> Stated task: Write out the listing below line for line, leaving out the pictures.

[Lines of data]
______

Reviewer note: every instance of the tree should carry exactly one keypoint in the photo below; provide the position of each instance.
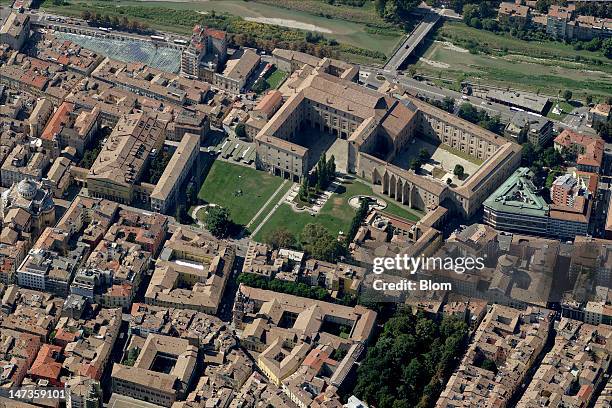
(606, 47)
(448, 104)
(281, 238)
(551, 157)
(423, 155)
(218, 221)
(529, 154)
(331, 168)
(468, 112)
(360, 215)
(192, 195)
(304, 189)
(180, 209)
(459, 171)
(471, 12)
(240, 130)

______

> Result:
Reviewer note: every instance of the tree should carry exactly one keypoint in the photo below; provide the position of each instance.
(606, 47)
(448, 104)
(281, 238)
(551, 157)
(423, 155)
(218, 221)
(529, 154)
(331, 168)
(468, 112)
(360, 215)
(192, 195)
(304, 189)
(180, 209)
(459, 171)
(471, 12)
(240, 130)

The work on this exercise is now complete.